Task brief:
Return only the lines below starting at the line containing "negative clicks: (400, 236) (389, 237)" and ending at the line containing "box: [142, 176, 249, 257]", both included, exactly as they are and with no pictures.

Material provided:
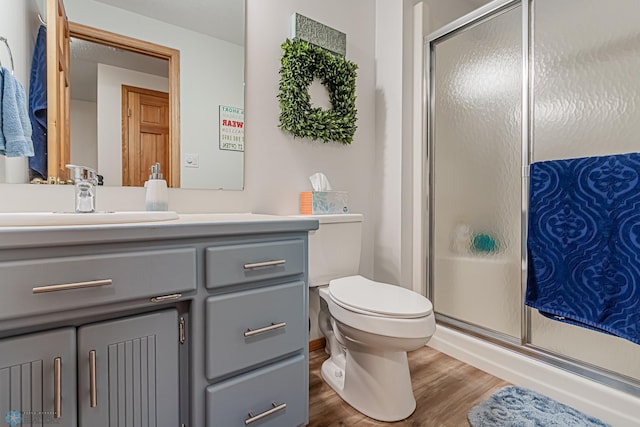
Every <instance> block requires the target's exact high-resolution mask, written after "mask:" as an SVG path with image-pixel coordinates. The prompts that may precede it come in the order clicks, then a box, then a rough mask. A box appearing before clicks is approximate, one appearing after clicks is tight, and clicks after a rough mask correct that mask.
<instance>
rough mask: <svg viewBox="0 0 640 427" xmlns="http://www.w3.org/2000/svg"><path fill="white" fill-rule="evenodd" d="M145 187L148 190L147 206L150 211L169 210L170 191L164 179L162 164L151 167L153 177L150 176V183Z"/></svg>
mask: <svg viewBox="0 0 640 427" xmlns="http://www.w3.org/2000/svg"><path fill="white" fill-rule="evenodd" d="M144 187H145V188H146V189H147V193H146V196H145V206H146V209H147V210H148V211H166V210H169V191H168V190H167V181H165V180H164V179H162V173H161V172H160V163H156V164H155V165H153V166H151V175H149V181H147V182H145V183H144Z"/></svg>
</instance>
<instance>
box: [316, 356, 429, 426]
mask: <svg viewBox="0 0 640 427" xmlns="http://www.w3.org/2000/svg"><path fill="white" fill-rule="evenodd" d="M321 373H322V378H323V379H324V380H325V381H326V382H327V384H329V386H330V387H331V388H332V389H333V390H335V392H336V393H338V395H339V396H340V397H341V398H342V399H343V400H344V401H345V402H347V403H348V404H349V405H351V406H352V407H353V408H354V409H356V410H357V411H359V412H361V413H363V414H364V415H366V416H368V417H370V418H373V419H375V420H379V421H386V422H390V421H400V420H403V419H405V418H407V417H408V416H409V415H411V414H412V413H413V411H414V410H415V408H416V400H415V397H414V396H413V389H412V387H411V377H410V375H409V364H408V361H407V353H406V352H384V351H381V352H377V351H375V350H372V349H367V351H359V350H354V349H349V348H347V350H346V352H344V353H342V354H338V355H333V356H332V357H331V358H329V359H327V360H326V361H325V362H324V363H323V364H322V369H321ZM371 373H375V375H371Z"/></svg>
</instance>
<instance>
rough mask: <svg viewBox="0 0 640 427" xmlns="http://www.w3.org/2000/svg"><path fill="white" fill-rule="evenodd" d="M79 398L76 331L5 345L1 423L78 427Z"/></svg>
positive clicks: (0, 372) (67, 332)
mask: <svg viewBox="0 0 640 427" xmlns="http://www.w3.org/2000/svg"><path fill="white" fill-rule="evenodd" d="M75 395H76V331H75V329H74V328H64V329H58V330H55V331H51V332H42V333H34V334H30V335H25V336H20V337H16V338H7V339H4V340H1V341H0V422H2V421H6V423H7V424H6V425H13V426H15V425H20V426H23V425H24V426H31V425H34V426H35V425H56V426H60V427H75V426H76V425H77V424H76V400H75Z"/></svg>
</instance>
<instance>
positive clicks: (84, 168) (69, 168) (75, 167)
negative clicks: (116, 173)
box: [66, 165, 98, 185]
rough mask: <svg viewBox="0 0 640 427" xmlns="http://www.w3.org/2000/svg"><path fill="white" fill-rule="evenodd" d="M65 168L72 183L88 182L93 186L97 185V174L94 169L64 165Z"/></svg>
mask: <svg viewBox="0 0 640 427" xmlns="http://www.w3.org/2000/svg"><path fill="white" fill-rule="evenodd" d="M66 167H67V168H68V169H69V170H70V171H71V179H73V181H74V182H78V181H88V182H90V183H92V184H93V185H96V184H97V183H98V173H97V172H96V170H95V169H92V168H90V167H88V166H79V165H66Z"/></svg>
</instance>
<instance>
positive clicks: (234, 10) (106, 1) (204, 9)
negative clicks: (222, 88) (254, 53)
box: [96, 0, 245, 46]
mask: <svg viewBox="0 0 640 427" xmlns="http://www.w3.org/2000/svg"><path fill="white" fill-rule="evenodd" d="M96 1H98V2H100V3H104V4H107V5H110V6H115V7H118V8H120V9H125V10H128V11H130V12H134V13H137V14H139V15H144V16H148V17H150V18H153V19H157V20H158V21H163V22H166V23H169V24H173V25H176V26H178V27H183V28H187V29H189V30H192V31H196V32H199V33H202V34H207V35H209V36H211V37H215V38H217V39H221V40H226V41H228V42H231V43H234V44H238V45H242V46H243V45H244V3H245V2H244V1H243V0H180V1H176V0H96Z"/></svg>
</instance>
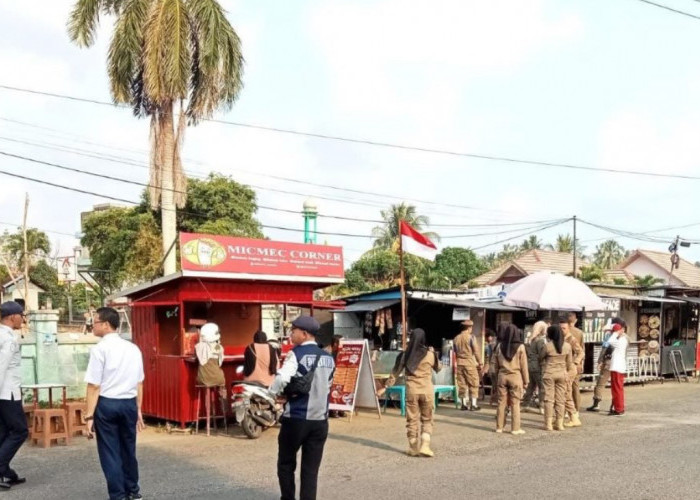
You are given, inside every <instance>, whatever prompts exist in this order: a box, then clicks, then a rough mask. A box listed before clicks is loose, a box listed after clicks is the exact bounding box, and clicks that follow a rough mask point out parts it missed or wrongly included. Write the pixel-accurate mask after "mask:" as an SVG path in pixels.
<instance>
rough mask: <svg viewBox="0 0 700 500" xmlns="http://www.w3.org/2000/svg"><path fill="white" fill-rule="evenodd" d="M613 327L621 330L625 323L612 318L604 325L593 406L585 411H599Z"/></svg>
mask: <svg viewBox="0 0 700 500" xmlns="http://www.w3.org/2000/svg"><path fill="white" fill-rule="evenodd" d="M613 325H622V328H624V329H626V328H627V323H625V321H624V320H623V319H622V318H618V317H615V318H613V319H612V320H611V323H610V325H606V326H605V328H604V331H606V332H607V333H606V335H605V340H604V341H603V348H602V349H601V350H600V354H599V355H598V380H596V384H595V389H593V404H592V405H591V406H590V407H588V408H586V411H600V408H599V405H600V402H601V401H602V400H603V391H604V390H605V386H606V385H607V383H608V381H609V380H610V358H612V351H613V348H612V347H610V344H609V343H608V339H609V338H610V335H612V327H613ZM610 411H612V405H611V406H610Z"/></svg>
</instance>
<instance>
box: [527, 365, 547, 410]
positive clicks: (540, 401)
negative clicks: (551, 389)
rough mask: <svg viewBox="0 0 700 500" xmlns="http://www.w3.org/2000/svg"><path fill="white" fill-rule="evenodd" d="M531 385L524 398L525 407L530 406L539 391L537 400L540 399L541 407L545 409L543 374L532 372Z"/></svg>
mask: <svg viewBox="0 0 700 500" xmlns="http://www.w3.org/2000/svg"><path fill="white" fill-rule="evenodd" d="M529 374H530V383H529V384H528V385H527V390H526V391H525V396H523V405H529V404H530V403H531V402H532V400H533V399H534V398H535V389H537V398H538V399H539V407H540V408H544V381H543V379H542V372H540V371H539V370H538V371H531V372H529Z"/></svg>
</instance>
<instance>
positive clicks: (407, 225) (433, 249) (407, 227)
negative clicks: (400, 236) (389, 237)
mask: <svg viewBox="0 0 700 500" xmlns="http://www.w3.org/2000/svg"><path fill="white" fill-rule="evenodd" d="M399 226H400V228H401V248H402V249H403V251H404V252H408V253H411V254H413V255H417V256H418V257H423V258H424V259H428V260H435V256H436V255H437V247H436V246H435V243H433V242H432V241H430V240H429V239H428V238H426V237H425V236H423V235H422V234H420V233H419V232H418V231H416V230H415V229H413V228H412V227H411V226H409V225H408V224H406V222H404V221H401V223H400V224H399Z"/></svg>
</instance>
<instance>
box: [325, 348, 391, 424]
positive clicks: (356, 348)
mask: <svg viewBox="0 0 700 500" xmlns="http://www.w3.org/2000/svg"><path fill="white" fill-rule="evenodd" d="M358 407H361V408H372V409H376V410H377V413H380V411H379V400H378V399H377V391H376V389H375V386H374V374H373V371H372V363H371V362H370V355H369V346H368V344H367V340H342V341H341V342H340V348H339V350H338V355H337V356H336V359H335V375H334V376H333V384H332V385H331V395H330V405H329V408H330V409H331V410H339V411H349V412H351V416H352V412H353V411H354V410H355V408H358ZM380 415H381V414H380Z"/></svg>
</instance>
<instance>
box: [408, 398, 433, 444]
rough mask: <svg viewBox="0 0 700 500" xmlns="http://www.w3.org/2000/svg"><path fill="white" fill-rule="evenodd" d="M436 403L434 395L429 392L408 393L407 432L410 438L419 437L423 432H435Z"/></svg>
mask: <svg viewBox="0 0 700 500" xmlns="http://www.w3.org/2000/svg"><path fill="white" fill-rule="evenodd" d="M434 404H435V402H434V400H433V396H429V395H427V394H407V395H406V434H407V435H408V439H417V438H418V437H420V435H421V433H423V432H424V433H426V434H432V433H433V405H434ZM421 427H422V429H421Z"/></svg>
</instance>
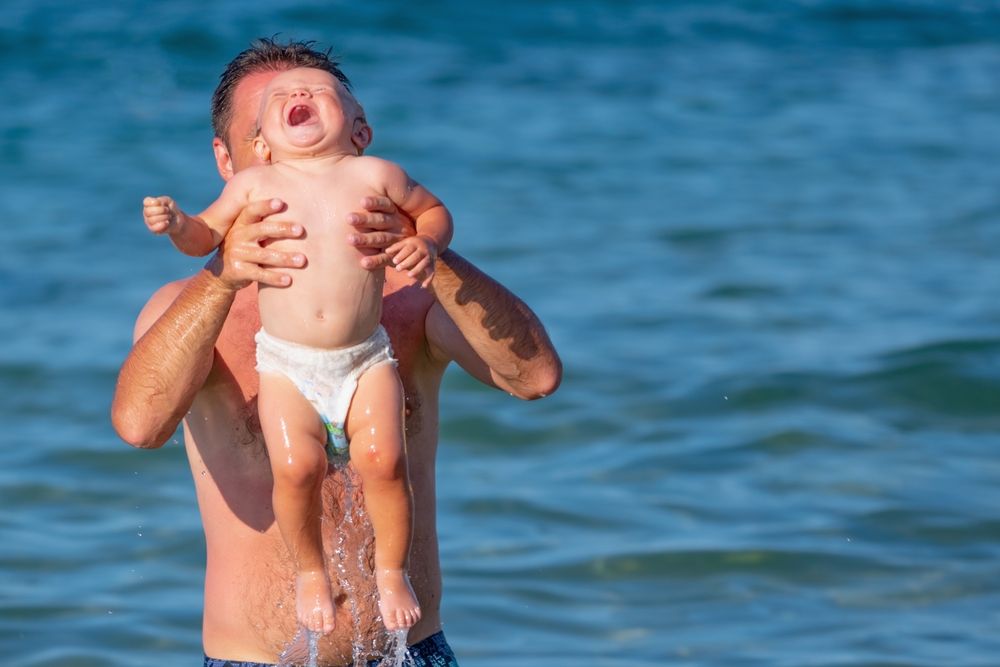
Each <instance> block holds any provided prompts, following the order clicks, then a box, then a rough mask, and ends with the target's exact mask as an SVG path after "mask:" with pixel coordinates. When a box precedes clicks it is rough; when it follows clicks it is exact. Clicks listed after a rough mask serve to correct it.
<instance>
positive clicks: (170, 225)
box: [142, 176, 249, 257]
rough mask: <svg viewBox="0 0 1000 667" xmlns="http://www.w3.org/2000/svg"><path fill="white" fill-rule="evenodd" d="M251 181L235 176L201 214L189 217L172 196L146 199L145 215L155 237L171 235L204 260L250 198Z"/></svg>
mask: <svg viewBox="0 0 1000 667" xmlns="http://www.w3.org/2000/svg"><path fill="white" fill-rule="evenodd" d="M246 181H247V179H241V178H237V177H236V176H234V177H233V178H232V179H230V181H229V182H228V183H227V184H226V187H225V189H224V190H223V191H222V194H221V195H219V198H218V199H216V200H215V201H214V202H213V203H212V204H211V205H210V206H209V207H208V208H207V209H205V210H204V211H202V212H201V213H199V214H198V215H195V216H192V215H188V214H187V213H185V212H184V211H182V210H181V209H180V207H179V206H177V203H176V202H175V201H174V200H173V199H171V198H170V197H146V198H145V199H143V200H142V216H143V219H144V220H145V221H146V226H147V227H148V228H149V230H150V231H151V232H153V233H154V234H168V235H169V236H170V240H171V241H172V242H173V244H174V245H175V246H176V247H177V249H178V250H180V251H181V252H182V253H184V254H185V255H193V256H195V257H201V256H203V255H207V254H208V253H210V252H212V250H214V249H215V248H216V247H218V245H219V244H220V243H221V242H222V239H223V238H224V237H225V236H226V232H228V231H229V228H230V227H231V226H232V224H233V221H235V220H236V217H237V216H238V215H239V214H240V212H241V211H242V210H243V207H244V206H246V204H247V201H248V198H249V187H248V185H247V182H246Z"/></svg>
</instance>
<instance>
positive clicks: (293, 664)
mask: <svg viewBox="0 0 1000 667" xmlns="http://www.w3.org/2000/svg"><path fill="white" fill-rule="evenodd" d="M318 659H319V633H318V632H312V631H310V630H306V629H305V628H303V627H301V626H299V629H298V632H296V633H295V637H293V638H292V641H290V642H289V643H288V646H286V647H285V650H283V651H282V652H281V655H280V656H278V667H300V666H301V665H304V666H305V667H316V661H317V660H318Z"/></svg>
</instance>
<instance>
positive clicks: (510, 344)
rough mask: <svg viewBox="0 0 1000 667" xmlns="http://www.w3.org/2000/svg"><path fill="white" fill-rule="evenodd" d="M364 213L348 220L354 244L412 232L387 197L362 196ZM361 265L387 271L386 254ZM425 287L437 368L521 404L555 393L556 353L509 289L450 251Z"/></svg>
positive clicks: (541, 325) (442, 253) (443, 256)
mask: <svg viewBox="0 0 1000 667" xmlns="http://www.w3.org/2000/svg"><path fill="white" fill-rule="evenodd" d="M362 207H363V208H364V209H365V211H363V212H361V213H352V214H351V215H350V216H348V222H349V223H350V224H352V225H353V226H354V227H355V229H356V231H355V232H354V233H353V234H351V236H350V237H349V239H348V240H349V242H350V243H351V244H352V245H354V246H356V247H358V248H364V249H369V250H372V251H375V250H382V249H384V248H386V247H388V246H391V245H392V244H393V243H396V242H398V241H399V240H400V239H402V238H405V237H406V236H411V235H413V234H414V229H413V225H412V222H411V223H409V224H408V222H407V220H406V219H405V218H404V216H403V215H401V214H400V212H399V211H398V210H397V208H396V206H395V205H394V204H393V203H392V201H391V200H390V199H389V198H388V197H368V198H366V199H365V200H363V202H362ZM361 262H362V266H364V267H365V268H367V269H372V270H375V269H379V268H382V267H386V266H391V265H392V259H391V258H390V257H389V255H388V254H386V253H385V252H384V250H382V252H379V253H378V254H374V255H371V256H368V257H364V258H363V259H362V260H361ZM430 288H431V290H432V291H433V292H434V294H435V296H436V297H437V303H435V304H434V305H433V306H431V308H430V310H429V311H428V313H427V319H426V327H427V340H428V344H429V347H430V353H431V354H432V355H433V356H435V357H436V358H438V359H439V360H440V361H441V362H442V363H446V362H448V361H452V360H454V361H457V362H458V364H459V365H460V366H461V367H462V368H464V369H465V370H466V371H467V372H468V373H469V374H470V375H472V376H473V377H475V378H476V379H478V380H479V381H481V382H484V383H486V384H488V385H490V386H493V387H497V388H498V389H503V390H504V391H507V392H509V393H510V394H512V395H514V396H517V397H518V398H522V399H526V400H530V399H536V398H542V397H543V396H548V395H549V394H551V393H552V392H554V391H555V390H556V389H557V388H558V387H559V384H560V382H562V361H560V359H559V354H558V353H557V352H556V349H555V347H554V346H553V345H552V341H550V340H549V336H548V334H547V333H545V328H544V327H543V326H542V323H541V321H539V319H538V316H537V315H535V313H533V312H532V311H531V309H530V308H528V306H527V305H526V304H525V303H524V302H523V301H521V300H520V299H518V298H517V297H516V296H515V295H514V294H513V293H511V292H510V291H509V290H508V289H507V288H505V287H504V286H503V285H501V284H500V283H498V282H497V281H495V280H493V279H492V278H490V277H489V276H488V275H486V274H485V273H483V272H482V271H480V270H479V269H477V268H476V267H475V266H473V265H472V264H471V263H470V262H468V261H467V260H465V259H464V258H462V257H460V256H459V255H458V254H457V253H455V252H454V251H451V250H448V251H446V252H444V253H442V254H441V256H440V257H438V259H437V273H436V274H435V277H434V280H433V282H432V283H431V284H430Z"/></svg>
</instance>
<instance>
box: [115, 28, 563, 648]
mask: <svg viewBox="0 0 1000 667" xmlns="http://www.w3.org/2000/svg"><path fill="white" fill-rule="evenodd" d="M326 62H327V58H326V56H325V55H324V54H322V53H318V52H316V51H314V50H312V49H310V48H309V45H308V44H300V43H292V44H288V45H281V44H277V43H275V42H273V41H268V40H258V41H257V42H255V44H254V45H253V47H252V48H251V49H248V50H247V51H245V52H243V53H242V54H240V55H239V56H237V58H236V59H235V60H234V61H233V62H232V63H230V65H229V67H228V68H227V70H226V72H225V73H224V74H223V77H222V81H221V83H220V85H219V88H218V89H217V91H216V95H215V98H214V99H213V125H214V128H215V132H216V135H217V136H216V137H215V139H214V140H213V148H214V151H215V156H216V163H217V166H218V169H219V173H220V174H221V175H222V177H223V179H225V180H229V179H230V178H231V177H232V175H233V174H234V173H235V172H236V171H239V170H241V169H243V168H246V167H248V166H251V165H254V164H259V160H258V158H257V156H256V155H255V154H254V152H253V150H252V147H251V142H252V140H253V137H254V126H255V121H256V115H257V110H258V108H259V105H260V96H261V93H262V91H263V90H264V88H265V87H266V86H267V84H268V82H269V81H270V80H271V79H272V78H273V77H274V76H275V75H276V74H277V73H279V72H281V71H284V70H288V69H292V68H294V67H317V68H320V69H326V68H327V65H326ZM281 210H282V204H281V203H280V202H276V201H275V200H269V201H257V202H252V203H251V204H249V205H248V206H247V207H246V209H245V210H244V212H243V214H241V216H240V218H239V219H238V220H237V222H236V223H235V224H234V225H233V228H232V229H231V230H230V231H229V233H228V235H227V237H226V239H225V241H224V242H223V244H222V246H221V247H220V250H219V251H218V253H216V255H215V256H214V257H213V258H212V259H211V260H210V261H209V263H208V264H207V265H206V267H205V269H204V270H202V271H200V272H199V273H197V274H196V275H195V276H194V277H192V278H189V279H187V280H182V281H178V282H174V283H170V284H168V285H166V286H164V287H162V288H160V289H159V290H158V291H157V292H156V293H155V294H154V295H153V297H152V298H151V299H150V300H149V302H148V303H147V304H146V306H145V307H144V308H143V310H142V312H141V313H140V315H139V318H138V320H137V322H136V326H135V345H134V346H133V348H132V350H131V352H130V353H129V355H128V357H127V358H126V360H125V363H124V364H123V366H122V369H121V373H120V375H119V378H118V386H117V389H116V392H115V398H114V403H113V405H112V421H113V423H114V426H115V429H116V430H117V431H118V433H119V435H120V436H121V437H122V438H123V439H124V440H125V441H126V442H128V443H129V444H130V445H132V446H135V447H141V448H157V447H160V446H162V445H163V444H164V443H165V442H167V441H168V440H169V439H170V437H171V436H172V435H173V433H174V430H175V429H176V427H177V425H178V424H179V423H180V422H181V421H182V420H183V423H184V441H185V448H186V451H187V456H188V461H189V464H190V466H191V471H192V476H193V479H194V483H195V489H196V493H197V496H198V504H199V508H200V511H201V515H202V523H203V526H204V530H205V539H206V549H207V563H206V573H205V608H204V619H203V628H202V634H203V644H204V650H205V653H206V655H207V656H210V657H211V658H212V659H219V660H225V661H230V662H231V663H232V664H233V665H236V666H238V665H240V664H241V663H243V664H248V663H261V664H275V663H277V662H278V656H279V654H280V652H281V650H282V648H283V647H284V646H285V645H286V644H287V642H288V641H289V639H290V638H291V637H292V636H293V635H294V634H295V627H296V618H295V603H294V586H293V583H292V582H294V579H295V571H294V567H293V564H292V562H291V560H290V559H289V558H288V556H287V550H286V549H285V547H284V543H283V541H282V539H281V535H280V533H279V531H278V528H277V526H276V524H275V520H274V513H273V510H272V507H271V485H272V478H271V469H270V465H269V463H268V459H267V456H266V450H265V445H264V440H263V436H262V435H261V432H260V423H259V419H258V416H257V412H256V398H257V392H258V386H259V385H258V376H257V372H256V370H255V369H254V365H255V346H254V334H255V333H256V331H257V330H258V329H259V328H260V318H259V314H258V311H257V283H261V284H265V285H273V286H281V285H285V284H287V281H288V277H289V276H292V280H294V275H295V270H296V268H297V267H301V266H303V265H304V264H305V258H304V257H302V256H300V255H297V254H294V253H283V252H278V251H275V250H274V249H272V248H269V247H267V244H266V243H265V242H266V241H267V240H269V239H280V238H294V237H297V236H299V235H300V234H301V231H302V230H301V228H300V227H298V226H297V225H296V224H295V223H294V222H293V221H284V222H274V221H273V220H268V216H269V215H271V214H273V213H276V212H279V211H281ZM352 221H353V223H354V224H355V226H356V228H357V229H358V232H357V233H356V234H353V235H351V239H350V242H352V243H354V244H355V245H356V246H358V247H361V248H367V249H369V250H368V251H369V252H370V253H371V254H370V255H369V256H367V257H365V259H364V260H363V265H364V266H365V267H366V268H371V269H376V268H379V267H384V266H386V265H388V264H389V258H388V256H387V255H386V254H385V253H384V252H381V250H382V249H384V248H386V247H388V246H390V245H392V244H393V243H395V242H396V241H398V240H400V239H401V238H403V236H405V235H407V234H412V227H410V226H409V225H407V224H405V222H404V221H403V220H402V217H401V216H400V215H399V214H398V213H397V212H396V210H395V207H394V206H393V205H392V204H391V202H390V201H389V200H388V199H387V198H383V197H371V198H368V199H367V200H365V201H364V202H359V211H358V212H357V213H355V214H353V216H352ZM386 273H387V275H386V282H385V288H384V293H383V298H384V301H383V303H384V307H383V312H382V324H383V326H385V328H386V330H387V331H388V333H389V337H390V340H391V341H392V346H393V349H394V351H395V354H396V357H397V358H398V360H399V374H400V378H401V380H402V382H403V387H404V392H405V403H406V437H407V453H408V459H409V473H410V483H411V486H412V490H413V500H414V503H413V515H414V526H413V546H412V551H411V554H410V581H411V583H412V585H413V588H414V591H415V593H416V595H417V599H418V601H419V603H420V607H421V611H422V616H421V619H420V621H419V622H417V623H416V624H415V625H414V626H413V627H412V628H411V629H410V632H409V638H408V642H409V644H410V646H411V652H412V653H414V654H415V656H416V657H417V659H418V664H419V663H420V660H423V661H424V664H426V661H427V660H430V659H437V660H439V663H438V664H457V663H456V662H455V661H454V656H453V655H452V654H451V651H450V649H449V648H448V646H447V642H446V641H445V640H444V636H443V634H442V633H441V617H440V598H441V572H440V563H439V559H438V546H437V527H436V522H435V514H436V508H435V473H434V465H435V457H436V449H437V438H438V394H439V389H440V383H441V378H442V376H443V374H444V371H445V368H446V367H447V366H448V364H449V363H450V362H452V361H455V362H457V363H458V364H459V365H460V366H461V367H462V368H463V369H464V370H466V371H467V372H468V373H470V374H471V375H473V376H474V377H476V378H477V379H479V380H480V381H482V382H484V383H486V384H488V385H490V386H494V387H496V388H498V389H501V390H503V391H506V392H508V393H510V394H512V395H513V396H516V397H518V398H522V399H535V398H540V397H542V396H545V395H547V394H549V393H551V392H553V391H555V389H556V388H557V387H558V385H559V383H560V381H561V377H562V368H561V364H560V361H559V357H558V355H557V354H556V351H555V349H554V348H553V346H552V344H551V342H550V341H549V339H548V336H547V335H546V333H545V330H544V328H543V327H542V325H541V323H540V322H539V321H538V319H537V317H536V316H535V315H534V313H532V312H531V310H530V309H529V308H528V307H527V306H526V305H525V304H524V303H523V302H522V301H520V300H519V299H518V298H517V297H516V296H514V295H513V294H511V293H510V292H509V291H507V290H506V289H505V288H504V287H503V286H501V285H500V284H498V283H497V282H495V281H493V280H492V279H491V278H489V277H488V276H486V275H485V274H484V273H482V272H481V271H479V270H478V269H476V268H475V267H474V266H472V265H471V264H470V263H469V262H467V261H466V260H464V259H462V258H461V257H460V256H459V255H458V254H456V253H455V252H453V251H451V250H448V251H446V252H444V253H442V254H441V255H440V256H439V257H438V260H437V264H436V271H435V277H434V281H433V283H432V284H431V286H430V288H429V289H420V288H419V286H418V285H417V282H416V280H415V279H413V278H410V277H408V276H407V275H406V274H405V273H402V272H396V271H393V270H391V268H390V270H389V271H387V272H386ZM351 419H352V416H350V415H349V416H348V424H347V427H348V431H350V429H351ZM344 488H345V479H344V478H343V475H342V474H341V473H338V472H335V471H331V474H329V475H328V477H327V479H326V480H325V481H324V486H323V500H324V512H326V513H327V514H328V515H329V516H332V517H340V516H342V514H343V505H344V503H345V502H347V501H348V500H349V499H347V498H345V497H344V493H343V490H344ZM338 520H339V519H338ZM344 528H345V529H348V528H349V529H352V530H354V534H352V535H349V539H348V548H347V551H349V552H351V551H352V550H353V549H355V548H360V547H361V546H362V545H363V546H365V548H367V549H368V550H369V551H370V549H371V542H372V540H371V535H370V531H368V532H365V531H361V530H357V529H358V525H356V524H355V525H353V526H345V527H344ZM330 539H332V533H328V532H325V533H324V540H330ZM324 546H325V547H326V550H327V551H328V552H332V551H334V549H333V548H332V546H333V545H331V544H325V545H324ZM369 557H370V556H369ZM332 568H333V566H332V565H331V572H330V578H331V581H338V576H337V573H336V572H334V571H333V569H332ZM350 579H351V580H350V581H347V582H345V585H344V586H343V589H344V590H347V589H349V590H350V591H352V592H353V593H354V597H355V598H356V600H357V601H359V602H361V603H362V604H359V605H358V611H359V623H360V627H361V633H362V635H363V636H364V637H365V638H366V640H371V641H380V639H379V637H380V634H379V633H380V629H379V627H378V624H377V623H376V618H377V612H376V609H375V606H374V604H364V602H365V601H366V600H369V601H370V600H374V595H372V591H373V588H374V582H373V580H372V579H371V578H370V577H352V578H350ZM334 588H335V590H334V594H335V597H336V598H337V599H336V602H337V618H336V622H335V624H336V629H335V630H334V632H332V633H331V634H329V635H327V636H326V637H325V638H324V639H323V640H322V641H321V642H320V660H319V662H320V664H323V665H341V664H346V663H348V662H350V660H351V659H352V642H353V639H354V626H353V623H354V620H353V619H352V618H351V611H350V605H347V604H341V603H342V602H344V601H345V599H346V594H345V593H344V591H342V590H339V588H340V587H339V585H338V584H334ZM206 664H221V663H217V662H211V661H210V660H209V659H206Z"/></svg>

Solved problem:
negative clicks: (400, 236) (389, 237)
mask: <svg viewBox="0 0 700 500" xmlns="http://www.w3.org/2000/svg"><path fill="white" fill-rule="evenodd" d="M399 226H400V228H401V248H402V249H403V251H404V252H408V253H411V254H413V255H417V256H418V257H423V258H424V259H428V260H435V256H436V255H437V247H436V246H435V243H433V242H432V241H430V240H429V239H428V238H426V237H425V236H423V235H422V234H420V233H419V232H418V231H416V230H415V229H413V228H412V227H411V226H409V225H408V224H406V222H404V221H401V223H400V224H399Z"/></svg>
</instance>
<instance>
box: [325, 348, 391, 424]
positive clicks: (356, 348)
mask: <svg viewBox="0 0 700 500" xmlns="http://www.w3.org/2000/svg"><path fill="white" fill-rule="evenodd" d="M358 407H361V408H372V409H376V410H377V413H380V411H379V400H378V399H377V391H376V389H375V386H374V374H373V371H372V363H371V362H370V355H369V346H368V344H367V340H342V341H341V342H340V348H339V350H338V355H337V356H336V359H335V375H334V376H333V384H332V385H331V395H330V405H329V408H330V409H331V410H339V411H349V412H351V416H352V412H353V411H354V410H355V408H358ZM380 415H381V414H380Z"/></svg>
</instance>
<instance>
box: [408, 398, 433, 444]
rough mask: <svg viewBox="0 0 700 500" xmlns="http://www.w3.org/2000/svg"><path fill="white" fill-rule="evenodd" d="M436 403L434 395L429 392L408 393L407 432L410 438L419 437L423 432H435Z"/></svg>
mask: <svg viewBox="0 0 700 500" xmlns="http://www.w3.org/2000/svg"><path fill="white" fill-rule="evenodd" d="M434 404H435V402H434V400H433V396H429V395H427V394H407V395H406V434H407V435H408V439H417V438H418V437H420V435H421V433H423V432H424V433H426V434H432V433H433V405H434ZM421 427H422V429H421Z"/></svg>
</instance>
Each <instance> block holds any provided prompts, following the order clicks, then a box, then a rough mask, and ends with the target's exact mask as an SVG path after "mask:" with pixel coordinates. When a box precedes clicks it is rough; when it follows clicks it is exact. Clicks listed after a rough mask serve to correct it.
<instance>
positive clicks: (170, 225)
box: [142, 176, 249, 257]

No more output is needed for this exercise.